*** DOCUMENT EXCERPT Section Begins ***

Making sense of America’s political world today is like trying to ride a centrifuge. You can’t help but feel dizzy by the spiraling further and faster from logic, Constitutional law and actual common sense, let alone compassion.
Over the last month, in time for the Mercury retrograde, I found myself jumping off the centrifugal ride — turning off the television, switching the car radio from the news to the sports station, turning away from one more headline and walking faster up the street — just to stop the idiocy of one more talking point entering my head. I did it to prevent myself from going just plain fucking mad. At the very least, ceasing contact with the dissonance helped bring down my blood pressure.
With everything in 2011 geared towards 2012 and the general elections, today’s opposition party in Congress is doing everything it can — standing on their heads to defy even their responsibilities of office — to hamstring government and the revitalization of the economy so President Obama can take the blame for government’s dysfunction and our economic collapse.
House Speaker John Boehner handed the negotiations for the federal debt ceiling and the fate of the world’s fiscal stability to the Tea Party’s Congressional Republicans — a group that hates government and loves Medicare but can’t connect that Medicare is a government program. The fate of Social Security, once the third rail in politics and sacrosanct for over 70 years — has been up for discussion. Following Hurricane Irene, Majority Leader Eric Cantor — vying for the title of Chief National Asshole — demanded that FEMA’s shortfall of funds, needed to address hurricane damage on the East Coast, should come from existing funds covering disaster relief for the Midwest.

*** DOCUMENT EXCERPT Section Ends ***
*** STUDY MATERIAL Section Begins ***

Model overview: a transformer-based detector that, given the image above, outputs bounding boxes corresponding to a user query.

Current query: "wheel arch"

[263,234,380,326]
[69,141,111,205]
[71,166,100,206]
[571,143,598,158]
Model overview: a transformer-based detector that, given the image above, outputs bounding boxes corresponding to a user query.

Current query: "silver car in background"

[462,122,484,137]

*** STUDY MATERIAL Section Ends ***
*** STUDY MATERIAL Section Begins ***

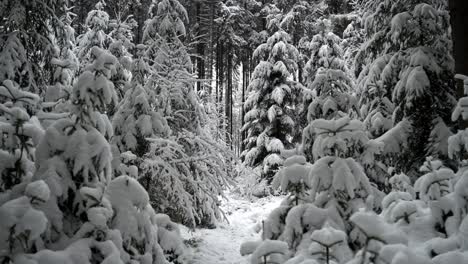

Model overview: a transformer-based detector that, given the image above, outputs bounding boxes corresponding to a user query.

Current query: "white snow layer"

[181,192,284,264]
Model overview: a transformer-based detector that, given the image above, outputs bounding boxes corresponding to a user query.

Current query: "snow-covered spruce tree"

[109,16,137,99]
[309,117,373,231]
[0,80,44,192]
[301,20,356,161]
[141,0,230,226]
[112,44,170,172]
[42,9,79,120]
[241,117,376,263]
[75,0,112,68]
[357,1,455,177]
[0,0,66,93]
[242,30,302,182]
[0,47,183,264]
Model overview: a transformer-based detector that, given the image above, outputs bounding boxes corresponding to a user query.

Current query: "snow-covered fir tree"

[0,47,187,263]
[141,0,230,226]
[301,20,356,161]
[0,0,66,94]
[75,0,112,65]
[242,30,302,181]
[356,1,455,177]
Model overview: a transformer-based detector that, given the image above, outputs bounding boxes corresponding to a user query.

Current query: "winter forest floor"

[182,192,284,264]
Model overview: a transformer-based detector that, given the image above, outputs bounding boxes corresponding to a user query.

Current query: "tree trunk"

*** STUDY MATERIAL Section Ends ***
*** STUDY MATERIAL Section Begins ***

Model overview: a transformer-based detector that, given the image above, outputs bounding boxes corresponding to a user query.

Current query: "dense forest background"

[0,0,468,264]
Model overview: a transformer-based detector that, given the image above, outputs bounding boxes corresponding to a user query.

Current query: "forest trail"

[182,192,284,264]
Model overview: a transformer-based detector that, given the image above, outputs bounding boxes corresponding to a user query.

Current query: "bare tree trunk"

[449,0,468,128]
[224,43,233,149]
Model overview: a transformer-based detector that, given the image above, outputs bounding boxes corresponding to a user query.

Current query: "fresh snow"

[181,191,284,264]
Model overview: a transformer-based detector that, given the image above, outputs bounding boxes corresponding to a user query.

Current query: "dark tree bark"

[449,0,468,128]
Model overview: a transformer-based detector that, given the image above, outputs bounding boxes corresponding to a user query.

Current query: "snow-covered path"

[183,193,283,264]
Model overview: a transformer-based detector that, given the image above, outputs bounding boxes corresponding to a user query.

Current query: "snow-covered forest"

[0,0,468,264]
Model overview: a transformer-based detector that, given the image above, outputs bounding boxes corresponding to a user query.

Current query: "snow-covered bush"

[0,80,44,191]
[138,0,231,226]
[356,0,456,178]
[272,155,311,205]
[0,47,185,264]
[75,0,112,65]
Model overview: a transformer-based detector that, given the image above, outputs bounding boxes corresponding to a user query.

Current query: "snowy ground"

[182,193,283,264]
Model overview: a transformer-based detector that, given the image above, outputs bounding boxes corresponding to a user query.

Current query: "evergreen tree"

*** STUDY MATERIAL Section Ends ***

WORK REQUEST 1:
Answer these questions using the commentary on American politics:
(a) To which station did the writer switch the car radio?
(b) To whom did House Speaker John Boehner hand the negotiations for the federal debt ceiling?
(c) For how many years had Social Security been sacrosanct?
WORK REQUEST 2:
From the commentary on American politics, list every action the writer gives as a way of "jumping off the centrifugal ride."

ANSWER 1:
(a) The sports station
(b) The Tea Party's Congressional Republicans
(c) Over 70 years

ANSWER 2:
- Turning off the television
- Switching the car radio from the news to the sports station
- Turning away from one more headline
- Walking faster up the street